# EXERCISE OBJECTIVE
Reproduce everything in the blog text from "So…when the opportunity" down to "Well, it’s a start.", word for word.

# PASSAGE FOR REVIEW

She’s changed my life, just by her very existence. Previously, I stumbled from bad relationship to bad relationship, thinking that the best I could ever hope for was some measure of acceptance for my eccentricities and the quirks that define who I am as a human being. She’s made me realize that there is possibility for more, much more than that, that there was someone out there all along who I could share with, no holds barred, and who would revel in the part of me that’s always poking and prodding at the universe. Even if our young relationship fails — I don’t think it will! — I will walk away with the knowledge that there are women like her out there and I will never settle for less again.

Moreover, this remarkable woman has clawed her way from a similar place to where I was when I met her to a successful career in the sciences; she not only understands the curious part of me, but the part that was resigned and hopeless, and has shown me that it is possible to change one’s lot with just a little effort. She’s pointed out ways I can shape my life into something that suits me rather than just adapting to whatever circumstances are at hand and being happy just to survive. She’s shown me that returning to college is not an unrealistic goal, that a degree in physics is within my reach, that post-grad and doctorate studies and a career of poking at the universe are aactually options I can pursue.

So…when the opportunity came to meet with the physicists and chat, I leapt at it. A year in Boston to establish residence before starting school, a year spent in a lab, doing meaningful work and educating myself before jumping through the academic hoops that stand between me and my degree, getting my name (possibly) on a few papers and so maybe opening a few doors to scholarships and schools that might otherwise have been closed to me…..

The potential is blinding, though it is, of course, too soon to count the chickens. All I know is that I’ve somehow managed to land in a basket chock full of pretty eggs and that, checking them against the light, a surprising number of them appear to be viable. Maybe, just maybe, with a little care and help from my friends and loved ones…..I can get some of them to hatch. :)

Well, it’s a start.

March 14, 2008

Hi there. You don’t know me yet and I don’t know you and it’s hard to tell where this whole blogging thing will go. There are so many voices out here already that I expect to get largely lost in the noise. I’m not even sure what my goals are in starting this blog, except that I’ve lived through interesting times, and that maybe, somewhere out there, someone might gain something useful from what I have to say. It may be hubris on my part (don’t we all have just a little, believing ourselves to be uniquely important?) or it may be nothing more than a vague hope. Regardless, I’m going to write a few thoughts here now and again, talk about whatever’s on my mind at the moment, and maybe say something useful to someone out there somewhere.

Why the name “Bending Metal”? There are many reasons for it, from my interest in metalwork and circuit bending to enjoying the occasional metal music, but the single biggest reason is metaphorical. Most people view metal as hard and unyielding — strong as steel! Iron hard! — when in reality it flows when struck, as my limited time over an anvil has taught me. You can push it around like clay if you apply the right forces to it. In fact, its very strength is related to this flexibility. And, as I’m starting to learn, life is the same way. Whenever you’re stuck, feeling trapped, thinking that your life is rigidly defined…..you can bend it into a different shape with just a little luck and a willingness to try. I’m in the process of bending my life now, twisting it into a new, exciting (to me!) direction, and the adventures along the way are going to play a central role in this blog, acting as an underlying theme to bind it all together.

Metal bends. Life bends. All it takes is the will to start.

# DATA PROVIDED

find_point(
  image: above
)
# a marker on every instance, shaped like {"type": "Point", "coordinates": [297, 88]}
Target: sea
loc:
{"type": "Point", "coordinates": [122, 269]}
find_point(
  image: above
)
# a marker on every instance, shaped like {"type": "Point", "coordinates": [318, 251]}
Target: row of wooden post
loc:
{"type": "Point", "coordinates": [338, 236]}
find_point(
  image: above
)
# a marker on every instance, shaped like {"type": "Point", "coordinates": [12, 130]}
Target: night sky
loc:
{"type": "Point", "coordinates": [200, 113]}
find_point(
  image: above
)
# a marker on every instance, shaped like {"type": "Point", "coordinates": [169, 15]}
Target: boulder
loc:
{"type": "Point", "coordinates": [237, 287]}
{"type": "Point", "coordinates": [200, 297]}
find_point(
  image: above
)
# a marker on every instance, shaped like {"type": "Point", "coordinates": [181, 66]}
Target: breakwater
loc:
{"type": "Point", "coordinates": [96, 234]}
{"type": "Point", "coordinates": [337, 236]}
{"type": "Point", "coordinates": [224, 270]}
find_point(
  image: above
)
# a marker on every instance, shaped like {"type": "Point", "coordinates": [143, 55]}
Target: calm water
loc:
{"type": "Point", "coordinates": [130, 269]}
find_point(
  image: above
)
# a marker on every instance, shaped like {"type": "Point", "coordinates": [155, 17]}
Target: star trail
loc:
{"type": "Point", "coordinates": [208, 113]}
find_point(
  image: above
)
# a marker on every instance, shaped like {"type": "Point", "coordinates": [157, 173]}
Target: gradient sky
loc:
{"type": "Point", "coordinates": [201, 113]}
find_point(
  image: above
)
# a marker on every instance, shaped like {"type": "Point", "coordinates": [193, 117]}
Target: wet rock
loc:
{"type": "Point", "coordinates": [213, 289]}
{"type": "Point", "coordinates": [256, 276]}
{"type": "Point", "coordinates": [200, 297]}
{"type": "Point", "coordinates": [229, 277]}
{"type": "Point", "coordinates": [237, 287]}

# RESULT
So…when the opportunity came to meet with the physicists and chat, I leapt at it. A year in Boston to establish residence before starting school, a year spent in a lab, doing meaningful work and educating myself before jumping through the academic hoops that stand between me and my degree, getting my name (possibly) on a few papers and so maybe opening a few doors to scholarships and schools that might otherwise have been closed to me…..

The potential is blinding, though it is, of course, too soon to count the chickens. All I know is that I’ve somehow managed to land in a basket chock full of pretty eggs and that, checking them against the light, a surprising number of them appear to be viable. Maybe, just maybe, with a little care and help from my friends and loved ones…..I can get some of them to hatch. :)

Well, it’s a start.